▶ _Exercise goal_: Return the records exactly as they are.

▶ _Records to use_:
— start —

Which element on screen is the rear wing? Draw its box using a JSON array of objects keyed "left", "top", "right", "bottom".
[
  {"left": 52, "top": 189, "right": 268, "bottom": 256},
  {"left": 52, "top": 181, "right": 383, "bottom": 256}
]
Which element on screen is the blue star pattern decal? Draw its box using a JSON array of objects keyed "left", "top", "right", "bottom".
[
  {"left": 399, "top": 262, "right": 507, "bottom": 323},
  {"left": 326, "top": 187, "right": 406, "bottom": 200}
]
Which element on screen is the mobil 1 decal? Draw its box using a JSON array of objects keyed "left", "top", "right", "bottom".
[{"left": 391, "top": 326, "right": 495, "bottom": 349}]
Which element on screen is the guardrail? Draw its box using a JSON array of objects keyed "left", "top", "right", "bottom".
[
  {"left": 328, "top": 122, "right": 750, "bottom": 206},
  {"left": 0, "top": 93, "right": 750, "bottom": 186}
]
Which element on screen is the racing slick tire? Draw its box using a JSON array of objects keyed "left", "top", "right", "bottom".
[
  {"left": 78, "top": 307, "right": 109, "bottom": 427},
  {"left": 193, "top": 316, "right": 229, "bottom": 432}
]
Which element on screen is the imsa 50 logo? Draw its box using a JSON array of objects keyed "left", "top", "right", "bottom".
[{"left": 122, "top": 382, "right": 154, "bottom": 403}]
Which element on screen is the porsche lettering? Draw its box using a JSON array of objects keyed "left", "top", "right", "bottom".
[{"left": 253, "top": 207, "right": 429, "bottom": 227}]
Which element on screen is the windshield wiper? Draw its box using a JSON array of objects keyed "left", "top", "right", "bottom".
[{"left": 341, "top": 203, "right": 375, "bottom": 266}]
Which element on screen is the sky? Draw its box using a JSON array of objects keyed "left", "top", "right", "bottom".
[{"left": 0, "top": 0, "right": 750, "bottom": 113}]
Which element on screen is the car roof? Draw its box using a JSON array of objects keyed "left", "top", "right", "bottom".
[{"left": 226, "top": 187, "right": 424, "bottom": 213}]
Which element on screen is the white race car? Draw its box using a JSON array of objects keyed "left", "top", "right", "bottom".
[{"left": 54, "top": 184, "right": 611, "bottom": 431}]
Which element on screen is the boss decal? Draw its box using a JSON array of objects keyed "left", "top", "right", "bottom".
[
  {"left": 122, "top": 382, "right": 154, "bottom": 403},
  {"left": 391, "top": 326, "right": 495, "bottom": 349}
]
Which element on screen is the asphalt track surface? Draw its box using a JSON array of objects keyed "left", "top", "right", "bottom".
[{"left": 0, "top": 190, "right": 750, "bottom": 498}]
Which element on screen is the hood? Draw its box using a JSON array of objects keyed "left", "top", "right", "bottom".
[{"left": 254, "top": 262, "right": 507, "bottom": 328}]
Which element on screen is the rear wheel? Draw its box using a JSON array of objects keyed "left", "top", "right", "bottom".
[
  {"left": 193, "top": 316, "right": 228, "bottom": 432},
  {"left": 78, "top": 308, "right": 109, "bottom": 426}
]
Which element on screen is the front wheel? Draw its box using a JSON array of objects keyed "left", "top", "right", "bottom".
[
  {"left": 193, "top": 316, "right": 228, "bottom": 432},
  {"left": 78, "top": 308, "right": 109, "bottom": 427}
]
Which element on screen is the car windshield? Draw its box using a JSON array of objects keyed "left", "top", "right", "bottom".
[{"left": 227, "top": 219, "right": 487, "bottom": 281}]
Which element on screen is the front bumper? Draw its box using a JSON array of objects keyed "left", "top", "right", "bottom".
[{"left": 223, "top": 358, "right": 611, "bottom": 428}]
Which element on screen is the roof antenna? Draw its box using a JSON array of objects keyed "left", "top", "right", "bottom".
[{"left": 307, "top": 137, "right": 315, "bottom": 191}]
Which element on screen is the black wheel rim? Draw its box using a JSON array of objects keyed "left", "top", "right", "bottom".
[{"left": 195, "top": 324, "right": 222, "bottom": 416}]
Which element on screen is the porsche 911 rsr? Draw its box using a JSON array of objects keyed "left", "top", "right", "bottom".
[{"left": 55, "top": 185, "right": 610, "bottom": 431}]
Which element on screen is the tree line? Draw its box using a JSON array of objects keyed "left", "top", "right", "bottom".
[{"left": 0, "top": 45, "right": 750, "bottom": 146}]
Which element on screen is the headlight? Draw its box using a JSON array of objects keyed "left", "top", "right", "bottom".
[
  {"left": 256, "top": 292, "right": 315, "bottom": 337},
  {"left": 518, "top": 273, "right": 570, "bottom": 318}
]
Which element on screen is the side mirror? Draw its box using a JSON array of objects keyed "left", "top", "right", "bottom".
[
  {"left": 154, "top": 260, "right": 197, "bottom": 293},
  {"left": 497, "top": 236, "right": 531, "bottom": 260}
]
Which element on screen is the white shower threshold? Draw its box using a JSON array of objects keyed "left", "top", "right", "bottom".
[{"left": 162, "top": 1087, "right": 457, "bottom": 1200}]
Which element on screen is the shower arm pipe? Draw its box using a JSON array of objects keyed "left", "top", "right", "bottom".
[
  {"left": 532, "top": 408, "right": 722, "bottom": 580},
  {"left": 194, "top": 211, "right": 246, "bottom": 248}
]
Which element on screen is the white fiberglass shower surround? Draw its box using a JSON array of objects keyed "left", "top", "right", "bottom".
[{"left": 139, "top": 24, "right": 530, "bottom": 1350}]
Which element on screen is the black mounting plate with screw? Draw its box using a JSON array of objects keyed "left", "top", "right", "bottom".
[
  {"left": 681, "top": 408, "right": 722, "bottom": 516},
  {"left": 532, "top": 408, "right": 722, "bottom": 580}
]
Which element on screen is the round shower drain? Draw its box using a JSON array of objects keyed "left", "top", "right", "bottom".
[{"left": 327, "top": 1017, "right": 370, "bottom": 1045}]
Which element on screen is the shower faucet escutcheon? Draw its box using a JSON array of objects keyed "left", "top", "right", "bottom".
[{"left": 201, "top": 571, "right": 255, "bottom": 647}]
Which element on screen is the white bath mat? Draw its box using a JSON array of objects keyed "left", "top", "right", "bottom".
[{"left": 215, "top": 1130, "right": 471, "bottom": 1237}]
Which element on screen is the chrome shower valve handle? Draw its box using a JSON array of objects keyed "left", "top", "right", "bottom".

— end —

▶ _Result for this task_:
Which element on screen is the rear wing? Draw its box using a JSON array of objects keyed "left", "top", "right", "bottom".
[
  {"left": 52, "top": 189, "right": 268, "bottom": 256},
  {"left": 52, "top": 181, "right": 383, "bottom": 256}
]
Which element on screen is the blue star pattern decal? Draw its box using a JSON array of objects keyed "left", "top", "right", "bottom".
[
  {"left": 399, "top": 262, "right": 507, "bottom": 323},
  {"left": 326, "top": 187, "right": 406, "bottom": 200}
]
Which element on screen is the mobil 1 decal? Draw its box using a JSON array of objects keyed "left", "top", "right", "bottom".
[{"left": 391, "top": 326, "right": 495, "bottom": 349}]
Which element on screen is the guardrail? Draw its box using a JSON array of objects keyed "left", "top", "right", "bottom".
[
  {"left": 328, "top": 122, "right": 750, "bottom": 206},
  {"left": 0, "top": 93, "right": 750, "bottom": 186}
]
Which element on screen is the racing slick tire? Draw its box using a JSON array of objects keyed "left", "top", "right", "bottom".
[
  {"left": 78, "top": 307, "right": 109, "bottom": 427},
  {"left": 193, "top": 316, "right": 229, "bottom": 432}
]
Which element on screen is the imsa 50 logo? Draw its box using a JSON array of objects keyed "left", "top", "right", "bottom".
[{"left": 122, "top": 382, "right": 154, "bottom": 403}]
Which element on screen is the porsche lettering? Draw its box using a JSON array of objects keyed "left", "top", "right", "bottom".
[{"left": 253, "top": 207, "right": 429, "bottom": 227}]
Which element on screen is the windshield wiper? Draw its box using a JSON array of objects keyed "left", "top", "right", "bottom".
[{"left": 341, "top": 203, "right": 375, "bottom": 266}]
Which element on screen is the sky? Draw its box using a JSON array of objects keyed "left", "top", "right", "bottom".
[{"left": 0, "top": 0, "right": 750, "bottom": 113}]
Which element on screen is the car roof? Draw its box using a JSON array of objects keyed "left", "top", "right", "bottom".
[{"left": 226, "top": 187, "right": 424, "bottom": 213}]
Which element on screen is the white race car? Draw its box using a JSON array of objects keyed "left", "top", "right", "bottom".
[{"left": 54, "top": 184, "right": 611, "bottom": 431}]
Which element on screen is the boss decal? Draw its box using a JSON array of objects keyed "left", "top", "right", "bottom".
[
  {"left": 122, "top": 382, "right": 154, "bottom": 403},
  {"left": 391, "top": 326, "right": 495, "bottom": 349}
]
Which element on screen is the asphalt track surface? Draw its box using a JSON array of objects keyed "left", "top", "right", "bottom".
[{"left": 0, "top": 190, "right": 750, "bottom": 498}]
Which element on screen is the hood? Draw its box using a JSON array of objects keyed "left", "top", "right", "bottom".
[{"left": 254, "top": 262, "right": 507, "bottom": 328}]
Which element on screen is the rear wheel? Draw its box using a JSON array of objects keyed "left", "top", "right", "bottom".
[
  {"left": 193, "top": 316, "right": 228, "bottom": 432},
  {"left": 78, "top": 308, "right": 109, "bottom": 426}
]
Which element on screen is the front wheel? Draw its box using a JSON array of objects keyed "left", "top", "right", "bottom".
[
  {"left": 193, "top": 316, "right": 228, "bottom": 432},
  {"left": 78, "top": 308, "right": 109, "bottom": 427}
]
Which element on screen is the car windshield? Draw its box using a JSON array of objects keyed "left", "top", "right", "bottom".
[{"left": 227, "top": 219, "right": 487, "bottom": 281}]
Which element on screen is the front bumper? Draw its box using a JSON array of objects keyed "left", "top", "right", "bottom".
[{"left": 223, "top": 358, "right": 611, "bottom": 428}]
Which element on screen is the roof antenna? Draw its box using a JSON array of objects keyed "left", "top", "right", "bottom".
[{"left": 307, "top": 137, "right": 315, "bottom": 191}]
Which element on screen is the black wheel rim? Draw its box using a JSON array of objects keyed "left", "top", "right", "bottom".
[{"left": 195, "top": 324, "right": 222, "bottom": 416}]
Which element on screen is the porsche 911 rsr? Draw its box using a JSON array of objects keyed "left", "top", "right", "bottom".
[{"left": 55, "top": 185, "right": 610, "bottom": 431}]
Which element on screen is the tree line? Draw its box using a JSON array of objects keyed "left", "top", "right", "bottom".
[{"left": 0, "top": 45, "right": 750, "bottom": 146}]
Which element on screen is the headlight? Draw its box using a JSON array of objects keyed "left", "top", "right", "bottom".
[
  {"left": 256, "top": 292, "right": 315, "bottom": 337},
  {"left": 518, "top": 273, "right": 570, "bottom": 318}
]
Which element on screen is the side mirror? Draw its box using a JSON array of objects keyed "left", "top", "right", "bottom".
[
  {"left": 154, "top": 260, "right": 197, "bottom": 293},
  {"left": 497, "top": 236, "right": 531, "bottom": 260}
]
Which element on screen is the white shower threshold? Draw its box using a JSON array of objects keyed "left", "top", "right", "bottom".
[{"left": 162, "top": 1087, "right": 457, "bottom": 1200}]
Which element on screen is the shower arm pipe? Draw its box using a JSON array of objects keyed "left", "top", "right", "bottom".
[
  {"left": 532, "top": 408, "right": 722, "bottom": 580},
  {"left": 194, "top": 211, "right": 246, "bottom": 248}
]
Which element on screen is the white fiberglass shower surround? Draw its box using a JSON array of objects keyed "left", "top", "right", "bottom".
[{"left": 139, "top": 24, "right": 530, "bottom": 1350}]
Which element on screen is the black mounting plate with screw? Draw its box using a JSON array of objects keyed "left", "top", "right", "bottom".
[
  {"left": 681, "top": 408, "right": 722, "bottom": 516},
  {"left": 532, "top": 408, "right": 722, "bottom": 580}
]
Which element on screen is the round shower drain? Draw its box using a JSON array of objects keyed "left", "top", "right", "bottom".
[{"left": 327, "top": 1017, "right": 370, "bottom": 1045}]
Which element on screen is the shower faucet escutcheon? Draw its box using a JSON array of objects keyed "left", "top", "right", "bottom".
[{"left": 201, "top": 571, "right": 255, "bottom": 647}]
Which element on screen is the white bath mat? Draw its box using a JSON array of objects keyed "left", "top", "right", "bottom".
[{"left": 215, "top": 1130, "right": 471, "bottom": 1237}]
Which element on screen is the chrome shower valve handle? Draw its box using a JSON array of objects keyed "left", "top", "right", "bottom".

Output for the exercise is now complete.